### Task details
Keep only those lines of the records that include the string "flower".

(Referring expression pointing data)
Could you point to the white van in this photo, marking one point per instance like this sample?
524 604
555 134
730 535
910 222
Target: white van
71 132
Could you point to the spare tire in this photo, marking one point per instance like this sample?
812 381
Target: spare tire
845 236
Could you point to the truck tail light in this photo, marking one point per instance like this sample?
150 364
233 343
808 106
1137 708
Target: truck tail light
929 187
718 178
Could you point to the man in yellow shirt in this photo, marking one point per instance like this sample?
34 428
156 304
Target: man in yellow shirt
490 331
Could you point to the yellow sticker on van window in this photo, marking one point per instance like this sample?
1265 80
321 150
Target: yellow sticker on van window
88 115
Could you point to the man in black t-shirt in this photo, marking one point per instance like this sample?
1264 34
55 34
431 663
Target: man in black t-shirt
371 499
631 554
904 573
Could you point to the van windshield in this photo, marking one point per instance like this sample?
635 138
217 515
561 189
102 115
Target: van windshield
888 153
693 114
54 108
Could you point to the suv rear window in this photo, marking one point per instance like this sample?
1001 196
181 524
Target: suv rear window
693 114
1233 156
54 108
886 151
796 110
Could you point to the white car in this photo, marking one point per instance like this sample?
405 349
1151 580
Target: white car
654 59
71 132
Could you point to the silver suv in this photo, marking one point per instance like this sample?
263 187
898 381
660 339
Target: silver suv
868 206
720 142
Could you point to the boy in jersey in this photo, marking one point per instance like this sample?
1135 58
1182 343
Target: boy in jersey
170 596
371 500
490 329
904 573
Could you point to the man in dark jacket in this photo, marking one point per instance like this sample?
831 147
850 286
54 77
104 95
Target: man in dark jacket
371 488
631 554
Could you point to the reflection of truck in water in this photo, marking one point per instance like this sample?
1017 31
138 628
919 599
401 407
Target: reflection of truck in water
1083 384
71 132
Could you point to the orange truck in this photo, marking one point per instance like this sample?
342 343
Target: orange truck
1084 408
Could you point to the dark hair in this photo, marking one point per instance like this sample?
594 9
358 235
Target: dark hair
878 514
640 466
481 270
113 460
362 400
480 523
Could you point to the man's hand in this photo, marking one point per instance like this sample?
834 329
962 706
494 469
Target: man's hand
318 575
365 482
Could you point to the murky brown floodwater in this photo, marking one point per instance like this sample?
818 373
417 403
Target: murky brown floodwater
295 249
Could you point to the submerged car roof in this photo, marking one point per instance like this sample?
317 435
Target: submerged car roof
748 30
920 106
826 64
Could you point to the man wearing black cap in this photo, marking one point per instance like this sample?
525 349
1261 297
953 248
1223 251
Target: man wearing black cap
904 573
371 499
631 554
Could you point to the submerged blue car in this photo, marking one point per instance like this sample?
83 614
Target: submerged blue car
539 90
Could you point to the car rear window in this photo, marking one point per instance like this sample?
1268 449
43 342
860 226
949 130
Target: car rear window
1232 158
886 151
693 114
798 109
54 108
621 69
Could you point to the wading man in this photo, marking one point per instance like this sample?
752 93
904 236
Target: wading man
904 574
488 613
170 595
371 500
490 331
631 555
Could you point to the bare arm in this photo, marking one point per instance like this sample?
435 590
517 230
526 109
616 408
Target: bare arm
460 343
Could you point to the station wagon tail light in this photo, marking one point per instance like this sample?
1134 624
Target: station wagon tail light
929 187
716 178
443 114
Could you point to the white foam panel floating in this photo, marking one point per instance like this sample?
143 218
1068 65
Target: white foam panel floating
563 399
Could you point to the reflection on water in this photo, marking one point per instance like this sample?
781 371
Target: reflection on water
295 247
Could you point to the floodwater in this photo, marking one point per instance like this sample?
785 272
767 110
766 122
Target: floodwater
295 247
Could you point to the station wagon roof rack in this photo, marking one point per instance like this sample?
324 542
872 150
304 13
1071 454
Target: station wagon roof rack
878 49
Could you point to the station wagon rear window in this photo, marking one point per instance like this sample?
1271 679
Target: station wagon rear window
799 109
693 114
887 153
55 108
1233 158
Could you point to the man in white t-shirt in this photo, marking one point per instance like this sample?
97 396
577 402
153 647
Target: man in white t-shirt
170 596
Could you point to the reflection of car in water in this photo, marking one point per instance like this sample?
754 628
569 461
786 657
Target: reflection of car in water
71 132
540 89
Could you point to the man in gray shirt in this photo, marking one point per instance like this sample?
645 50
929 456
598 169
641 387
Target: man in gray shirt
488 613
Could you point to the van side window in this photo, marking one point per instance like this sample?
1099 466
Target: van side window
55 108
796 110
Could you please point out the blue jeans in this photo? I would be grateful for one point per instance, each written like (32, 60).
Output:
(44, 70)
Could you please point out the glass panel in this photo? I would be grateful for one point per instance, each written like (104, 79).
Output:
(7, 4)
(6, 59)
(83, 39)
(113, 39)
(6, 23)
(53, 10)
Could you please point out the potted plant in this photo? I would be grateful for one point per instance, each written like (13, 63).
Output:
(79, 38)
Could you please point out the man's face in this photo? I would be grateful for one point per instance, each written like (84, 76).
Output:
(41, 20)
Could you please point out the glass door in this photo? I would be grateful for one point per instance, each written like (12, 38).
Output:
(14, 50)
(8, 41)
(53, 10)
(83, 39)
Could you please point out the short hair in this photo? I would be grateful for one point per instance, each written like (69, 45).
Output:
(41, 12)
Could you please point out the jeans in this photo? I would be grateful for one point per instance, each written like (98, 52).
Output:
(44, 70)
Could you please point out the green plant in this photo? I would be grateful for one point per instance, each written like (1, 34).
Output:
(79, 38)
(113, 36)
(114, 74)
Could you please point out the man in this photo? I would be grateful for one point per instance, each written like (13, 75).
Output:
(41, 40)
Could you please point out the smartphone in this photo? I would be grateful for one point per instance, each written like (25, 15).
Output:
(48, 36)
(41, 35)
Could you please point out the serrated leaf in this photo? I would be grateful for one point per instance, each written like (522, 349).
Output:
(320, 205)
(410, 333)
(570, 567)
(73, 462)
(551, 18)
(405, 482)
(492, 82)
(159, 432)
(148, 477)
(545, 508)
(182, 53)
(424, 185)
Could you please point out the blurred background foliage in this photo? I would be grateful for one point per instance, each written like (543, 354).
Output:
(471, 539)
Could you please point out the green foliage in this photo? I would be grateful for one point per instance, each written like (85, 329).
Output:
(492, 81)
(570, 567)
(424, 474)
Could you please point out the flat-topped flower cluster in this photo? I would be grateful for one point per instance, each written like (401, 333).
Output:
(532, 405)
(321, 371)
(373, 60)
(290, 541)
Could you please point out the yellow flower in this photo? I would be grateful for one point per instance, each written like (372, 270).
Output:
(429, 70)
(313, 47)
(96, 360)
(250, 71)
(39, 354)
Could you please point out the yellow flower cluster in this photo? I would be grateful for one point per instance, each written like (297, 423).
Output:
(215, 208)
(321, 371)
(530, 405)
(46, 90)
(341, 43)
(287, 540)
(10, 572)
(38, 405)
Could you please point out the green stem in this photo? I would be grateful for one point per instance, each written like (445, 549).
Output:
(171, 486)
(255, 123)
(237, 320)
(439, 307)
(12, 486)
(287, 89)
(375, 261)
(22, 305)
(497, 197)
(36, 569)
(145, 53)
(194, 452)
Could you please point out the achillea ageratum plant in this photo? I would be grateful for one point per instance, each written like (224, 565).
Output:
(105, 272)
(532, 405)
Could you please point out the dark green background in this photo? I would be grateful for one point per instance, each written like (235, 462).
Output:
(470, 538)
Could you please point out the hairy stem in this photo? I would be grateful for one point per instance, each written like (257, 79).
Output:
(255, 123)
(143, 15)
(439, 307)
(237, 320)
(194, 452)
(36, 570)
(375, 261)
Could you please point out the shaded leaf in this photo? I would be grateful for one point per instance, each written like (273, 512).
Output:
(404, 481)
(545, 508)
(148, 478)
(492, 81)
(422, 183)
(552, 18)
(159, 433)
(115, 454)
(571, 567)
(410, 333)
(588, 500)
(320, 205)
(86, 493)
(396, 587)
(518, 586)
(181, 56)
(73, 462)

### Task response
Could you please point out the flat-topped flower cluster in this photo? I would be grateful for one point per instance, each written like (401, 333).
Could you please point out the yellow flower in this photo? I would be grateful for one point per instance, each written like (372, 270).
Could you please point out the yellow flower cluster in this photo? I would be grateful for one point per instance, each written like (297, 423).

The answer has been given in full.